** start DATASET RECORDS **

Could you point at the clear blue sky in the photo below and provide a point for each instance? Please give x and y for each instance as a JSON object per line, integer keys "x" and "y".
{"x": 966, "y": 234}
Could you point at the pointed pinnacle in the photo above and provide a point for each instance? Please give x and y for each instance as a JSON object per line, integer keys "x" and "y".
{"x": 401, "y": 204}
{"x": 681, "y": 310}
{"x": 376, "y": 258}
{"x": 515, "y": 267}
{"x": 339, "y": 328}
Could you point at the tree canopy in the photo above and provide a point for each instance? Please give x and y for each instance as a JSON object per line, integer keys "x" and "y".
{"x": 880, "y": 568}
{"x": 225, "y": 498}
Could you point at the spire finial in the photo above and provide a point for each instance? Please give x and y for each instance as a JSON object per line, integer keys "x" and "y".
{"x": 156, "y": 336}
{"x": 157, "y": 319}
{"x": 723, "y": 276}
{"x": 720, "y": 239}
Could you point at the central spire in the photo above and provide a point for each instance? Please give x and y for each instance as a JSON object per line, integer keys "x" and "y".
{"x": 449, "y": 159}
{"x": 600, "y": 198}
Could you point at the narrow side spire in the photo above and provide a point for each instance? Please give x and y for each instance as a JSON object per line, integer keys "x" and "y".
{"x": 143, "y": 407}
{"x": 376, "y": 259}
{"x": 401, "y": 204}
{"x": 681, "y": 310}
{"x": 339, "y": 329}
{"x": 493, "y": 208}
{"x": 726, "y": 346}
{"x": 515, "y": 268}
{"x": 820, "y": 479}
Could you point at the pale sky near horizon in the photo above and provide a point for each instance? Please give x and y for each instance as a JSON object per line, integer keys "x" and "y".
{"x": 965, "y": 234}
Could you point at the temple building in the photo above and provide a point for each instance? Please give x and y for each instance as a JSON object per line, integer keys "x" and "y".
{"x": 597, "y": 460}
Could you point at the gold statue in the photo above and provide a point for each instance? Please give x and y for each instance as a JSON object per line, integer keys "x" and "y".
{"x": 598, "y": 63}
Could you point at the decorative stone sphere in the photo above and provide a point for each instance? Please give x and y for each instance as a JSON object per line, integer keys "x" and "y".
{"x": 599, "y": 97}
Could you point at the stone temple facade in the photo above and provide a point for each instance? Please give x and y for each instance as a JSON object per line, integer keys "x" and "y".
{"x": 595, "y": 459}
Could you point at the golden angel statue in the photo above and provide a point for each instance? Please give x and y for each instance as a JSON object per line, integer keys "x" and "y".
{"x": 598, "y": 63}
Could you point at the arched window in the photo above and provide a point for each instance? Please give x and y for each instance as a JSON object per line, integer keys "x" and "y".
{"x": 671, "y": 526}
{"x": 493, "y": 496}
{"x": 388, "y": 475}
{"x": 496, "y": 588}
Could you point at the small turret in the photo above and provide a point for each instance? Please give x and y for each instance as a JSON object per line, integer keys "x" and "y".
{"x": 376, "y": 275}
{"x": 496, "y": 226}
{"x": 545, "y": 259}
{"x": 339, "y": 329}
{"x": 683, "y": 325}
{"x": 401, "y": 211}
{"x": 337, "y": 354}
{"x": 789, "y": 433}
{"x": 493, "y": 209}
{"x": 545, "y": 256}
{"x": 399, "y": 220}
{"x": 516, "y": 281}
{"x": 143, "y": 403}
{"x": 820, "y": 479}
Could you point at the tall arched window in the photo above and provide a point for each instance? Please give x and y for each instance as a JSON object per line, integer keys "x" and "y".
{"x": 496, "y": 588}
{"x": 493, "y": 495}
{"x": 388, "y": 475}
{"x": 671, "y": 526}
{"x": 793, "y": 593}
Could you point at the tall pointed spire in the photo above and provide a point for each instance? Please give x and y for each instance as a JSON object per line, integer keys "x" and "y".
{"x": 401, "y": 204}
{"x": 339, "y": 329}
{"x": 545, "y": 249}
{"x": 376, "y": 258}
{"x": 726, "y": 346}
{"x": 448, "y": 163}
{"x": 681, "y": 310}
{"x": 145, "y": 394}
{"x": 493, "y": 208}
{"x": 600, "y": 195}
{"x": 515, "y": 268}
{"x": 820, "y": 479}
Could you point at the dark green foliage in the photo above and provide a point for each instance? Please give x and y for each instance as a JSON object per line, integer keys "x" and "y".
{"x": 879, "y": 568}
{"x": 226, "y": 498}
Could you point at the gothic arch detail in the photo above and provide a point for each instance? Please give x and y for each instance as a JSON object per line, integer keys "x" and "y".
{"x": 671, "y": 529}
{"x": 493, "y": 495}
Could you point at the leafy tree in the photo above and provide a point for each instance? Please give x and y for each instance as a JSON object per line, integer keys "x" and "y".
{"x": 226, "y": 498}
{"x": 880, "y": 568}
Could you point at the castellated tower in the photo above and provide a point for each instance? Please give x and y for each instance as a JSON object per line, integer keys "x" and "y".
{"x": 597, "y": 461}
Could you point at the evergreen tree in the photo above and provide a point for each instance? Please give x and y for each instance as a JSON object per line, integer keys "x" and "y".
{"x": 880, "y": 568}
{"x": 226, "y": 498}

** end DATASET RECORDS **

#### [WHAT TO DO]
Reproduce the lines above, changing every "integer keys" to "whole-number keys" and leaving everything else untouched.

#### [TASK RESULT]
Could you point at the clear blue sky in the photo below and provide a point for each instance? Please give x and y for each instance as a JSON object per line, whole-number keys "x" and "y".
{"x": 966, "y": 234}
Could you point at the pointed pinnacle in the photo above and provide a point for each instance? Please give x and y for each instance as a JSON object per line, whole-number keys "x" and "y".
{"x": 401, "y": 204}
{"x": 681, "y": 310}
{"x": 376, "y": 258}
{"x": 515, "y": 267}
{"x": 339, "y": 328}
Could you point at the tree canopy in the photo above and provide a point for each instance? Please give x and y for each instance as a JSON object per line, whole-number keys "x" and "y".
{"x": 880, "y": 568}
{"x": 225, "y": 498}
Could you point at the spire finial in the photo above and provide a point for each instance? Please give x and y for each instance as a JSON object per line, whole-number keys "x" and "y".
{"x": 156, "y": 336}
{"x": 157, "y": 319}
{"x": 723, "y": 276}
{"x": 720, "y": 239}
Could you point at the central spire in the photo above and provide a point for each instance? Please give x and y for each instance as a JSON object per line, whole-number keys "x" and "y".
{"x": 449, "y": 159}
{"x": 600, "y": 198}
Could you point at the narrow side spire in the photo above and provide a point for each instance? Please give x and y for each instance as a JSON object per line, whole-number keys "x" and "y".
{"x": 143, "y": 407}
{"x": 376, "y": 259}
{"x": 401, "y": 204}
{"x": 681, "y": 310}
{"x": 339, "y": 329}
{"x": 493, "y": 208}
{"x": 726, "y": 346}
{"x": 515, "y": 268}
{"x": 820, "y": 479}
Could you point at the pale sky near horizon in the photo above and provide a point for each instance? Please give x and y for each instance as a JSON object per line, whole-number keys "x" and "y".
{"x": 965, "y": 234}
Could you point at the temple building in the photo above and provide a point for each instance? Please give x and y for each instance as a JSON object per line, whole-number keys "x" and "y".
{"x": 597, "y": 460}
Could you point at the gold statue in the photo above and provide a point for each instance? Please give x and y for each instance as a JSON object per line, whole-number keys "x" and "y".
{"x": 598, "y": 63}
Could you point at the decorative stone sphere in the photo above and provide a point for each instance? Please give x and y for each instance as a JSON object per line, whole-number keys "x" and "y".
{"x": 599, "y": 97}
Could you point at the stone temple facade in the photo above and provide a point for each instance? Please give x and y for each instance as a JSON object per line, whole-number keys "x" and "y".
{"x": 595, "y": 459}
Could you point at the golden angel statue in the photo above and provide a point for each instance? Please give x and y for each instance as a JSON object per line, whole-number keys "x" and "y".
{"x": 598, "y": 63}
Could you point at the arched window in the photo above and provide a point for each instance? Please give x and y for each instance as a JSON object per line, whole-number keys "x" and "y".
{"x": 671, "y": 526}
{"x": 493, "y": 496}
{"x": 388, "y": 475}
{"x": 496, "y": 588}
Could you point at the small turret in the photo above and provide a point for each instance? Please give x and y for each instance as a JSON object per line, whole-number keys "x" and "y".
{"x": 376, "y": 275}
{"x": 496, "y": 226}
{"x": 545, "y": 259}
{"x": 339, "y": 329}
{"x": 683, "y": 325}
{"x": 401, "y": 211}
{"x": 337, "y": 354}
{"x": 789, "y": 433}
{"x": 493, "y": 209}
{"x": 545, "y": 256}
{"x": 399, "y": 220}
{"x": 516, "y": 281}
{"x": 143, "y": 403}
{"x": 820, "y": 479}
Could you point at the tall arched window in the photo above and provide a point for each instance? Please give x and y for each instance as a JSON object per line, whole-number keys "x" and "y".
{"x": 496, "y": 588}
{"x": 493, "y": 495}
{"x": 388, "y": 475}
{"x": 671, "y": 526}
{"x": 793, "y": 593}
Could you point at the tall pointed spire in the photo above and provide a point for each instance? Please give x and y for each instance as a JSON object per line, whole-number keys "x" and "y".
{"x": 401, "y": 204}
{"x": 339, "y": 329}
{"x": 545, "y": 249}
{"x": 376, "y": 258}
{"x": 726, "y": 346}
{"x": 448, "y": 163}
{"x": 681, "y": 310}
{"x": 145, "y": 394}
{"x": 493, "y": 208}
{"x": 600, "y": 195}
{"x": 515, "y": 268}
{"x": 820, "y": 479}
Could you point at the dark green foliage in the photo above and provide a point for each instance? Please give x and y for each instance as a JSON object per line, whole-number keys "x" and "y".
{"x": 879, "y": 568}
{"x": 226, "y": 498}
Could you point at the gothic arch detail in the photo above and provide a point for each instance? Please give x and y for each instance as a JSON object per line, whole-number keys "x" and "y".
{"x": 671, "y": 529}
{"x": 493, "y": 495}
Could you point at the leafy tree in the photo above and provide a point for each instance? Please give x and y for each instance as a JSON object per line, whole-number keys "x" and "y".
{"x": 226, "y": 498}
{"x": 880, "y": 568}
Could you point at the castellated tower in the photo above and provide a point for each instance? Please give x and y for each instance as a JSON object per line, whole-number keys "x" and "y".
{"x": 597, "y": 461}
Could you point at the evergreen tree in the photo above and provide a point for each instance? Please give x and y for each instance as a JSON object per line, whole-number keys "x" and "y".
{"x": 880, "y": 568}
{"x": 226, "y": 498}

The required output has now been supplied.